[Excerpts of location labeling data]
>>
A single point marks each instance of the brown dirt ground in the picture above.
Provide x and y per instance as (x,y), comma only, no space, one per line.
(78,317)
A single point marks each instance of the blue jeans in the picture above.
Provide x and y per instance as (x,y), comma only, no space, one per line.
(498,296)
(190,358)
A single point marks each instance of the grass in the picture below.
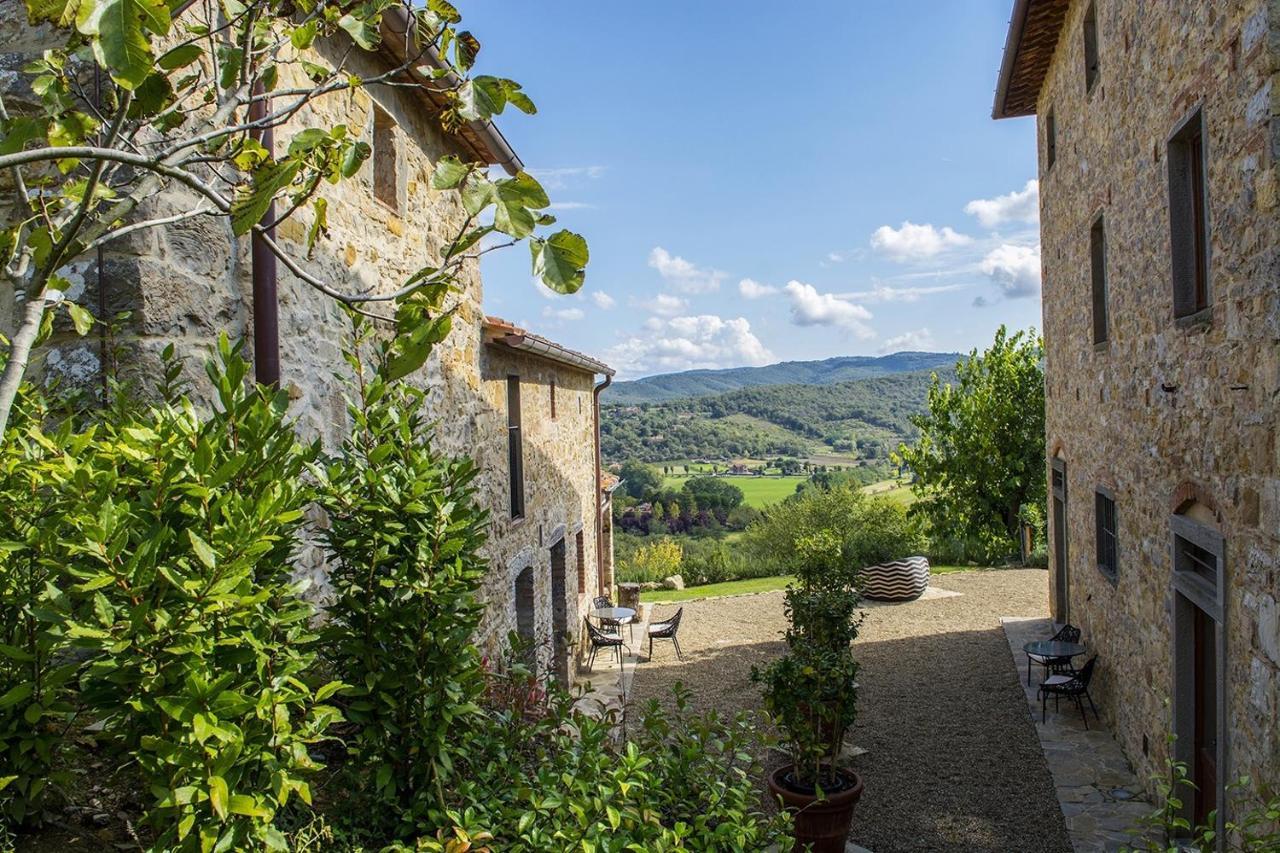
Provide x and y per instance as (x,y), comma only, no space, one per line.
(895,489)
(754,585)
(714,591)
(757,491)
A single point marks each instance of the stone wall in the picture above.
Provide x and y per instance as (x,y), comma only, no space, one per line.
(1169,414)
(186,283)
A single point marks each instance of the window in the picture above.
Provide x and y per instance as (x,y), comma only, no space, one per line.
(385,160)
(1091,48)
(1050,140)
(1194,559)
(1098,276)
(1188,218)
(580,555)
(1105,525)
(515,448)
<<
>>
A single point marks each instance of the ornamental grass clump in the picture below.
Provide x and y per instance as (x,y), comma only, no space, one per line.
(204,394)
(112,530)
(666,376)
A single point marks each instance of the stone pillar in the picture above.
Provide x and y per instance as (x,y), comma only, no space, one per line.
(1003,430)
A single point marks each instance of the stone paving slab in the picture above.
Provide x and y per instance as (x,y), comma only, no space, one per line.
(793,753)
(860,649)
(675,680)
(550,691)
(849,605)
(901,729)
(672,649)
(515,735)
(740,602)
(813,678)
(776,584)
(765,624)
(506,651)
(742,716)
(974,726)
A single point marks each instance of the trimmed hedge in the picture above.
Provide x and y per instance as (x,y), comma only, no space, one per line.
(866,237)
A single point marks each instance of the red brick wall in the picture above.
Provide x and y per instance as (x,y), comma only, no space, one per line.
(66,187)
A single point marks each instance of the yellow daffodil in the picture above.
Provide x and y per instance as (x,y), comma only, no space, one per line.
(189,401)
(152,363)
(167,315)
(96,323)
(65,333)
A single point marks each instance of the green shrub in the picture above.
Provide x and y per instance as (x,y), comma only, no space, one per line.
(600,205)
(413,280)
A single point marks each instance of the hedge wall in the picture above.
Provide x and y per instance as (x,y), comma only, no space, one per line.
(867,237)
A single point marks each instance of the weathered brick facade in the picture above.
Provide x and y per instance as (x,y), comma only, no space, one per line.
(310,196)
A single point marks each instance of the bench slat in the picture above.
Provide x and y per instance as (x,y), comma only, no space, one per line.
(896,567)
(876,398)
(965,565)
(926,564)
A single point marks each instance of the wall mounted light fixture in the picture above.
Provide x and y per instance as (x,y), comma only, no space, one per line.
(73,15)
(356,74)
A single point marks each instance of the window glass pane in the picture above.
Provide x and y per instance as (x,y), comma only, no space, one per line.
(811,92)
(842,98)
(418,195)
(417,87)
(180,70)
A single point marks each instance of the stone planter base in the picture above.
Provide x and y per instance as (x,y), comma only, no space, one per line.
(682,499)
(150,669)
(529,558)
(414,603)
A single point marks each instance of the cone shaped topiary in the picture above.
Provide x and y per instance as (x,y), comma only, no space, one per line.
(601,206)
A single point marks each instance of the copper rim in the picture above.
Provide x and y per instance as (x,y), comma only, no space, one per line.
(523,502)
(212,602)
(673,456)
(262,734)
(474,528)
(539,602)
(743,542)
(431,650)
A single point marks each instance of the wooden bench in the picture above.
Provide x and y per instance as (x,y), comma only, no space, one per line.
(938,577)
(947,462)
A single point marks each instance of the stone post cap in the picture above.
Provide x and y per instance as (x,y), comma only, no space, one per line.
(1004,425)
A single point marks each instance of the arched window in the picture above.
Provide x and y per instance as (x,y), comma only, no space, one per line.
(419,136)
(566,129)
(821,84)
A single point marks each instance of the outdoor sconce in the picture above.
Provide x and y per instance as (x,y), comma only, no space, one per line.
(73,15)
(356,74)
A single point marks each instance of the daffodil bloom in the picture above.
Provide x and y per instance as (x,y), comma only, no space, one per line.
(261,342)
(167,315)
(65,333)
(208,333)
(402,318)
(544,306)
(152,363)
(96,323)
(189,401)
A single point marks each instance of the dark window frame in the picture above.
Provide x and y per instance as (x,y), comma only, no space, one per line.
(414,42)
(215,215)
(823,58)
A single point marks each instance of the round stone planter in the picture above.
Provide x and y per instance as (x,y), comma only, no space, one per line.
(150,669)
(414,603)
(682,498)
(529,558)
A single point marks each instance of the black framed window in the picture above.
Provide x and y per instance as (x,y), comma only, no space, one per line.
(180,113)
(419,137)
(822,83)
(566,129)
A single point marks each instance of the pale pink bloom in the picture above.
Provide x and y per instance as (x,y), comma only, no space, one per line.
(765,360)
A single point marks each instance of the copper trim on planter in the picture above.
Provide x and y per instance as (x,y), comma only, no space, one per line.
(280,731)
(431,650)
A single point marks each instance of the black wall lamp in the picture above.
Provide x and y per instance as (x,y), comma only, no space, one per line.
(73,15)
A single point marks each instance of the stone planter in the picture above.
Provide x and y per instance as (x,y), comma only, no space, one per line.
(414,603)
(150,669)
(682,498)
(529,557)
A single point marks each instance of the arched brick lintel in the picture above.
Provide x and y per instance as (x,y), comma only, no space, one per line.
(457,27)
<<
THE REQUEST:
Find every line in the entries above that contains the word "brick" and copy each of those lines.

WORKED ANSWER:
A single point marks each instance of the red brick wall in the picture above.
A single point marks each instance of the weathered brick facade in the picture above.
A single point marks each instance of the arched brick lintel in the picture above.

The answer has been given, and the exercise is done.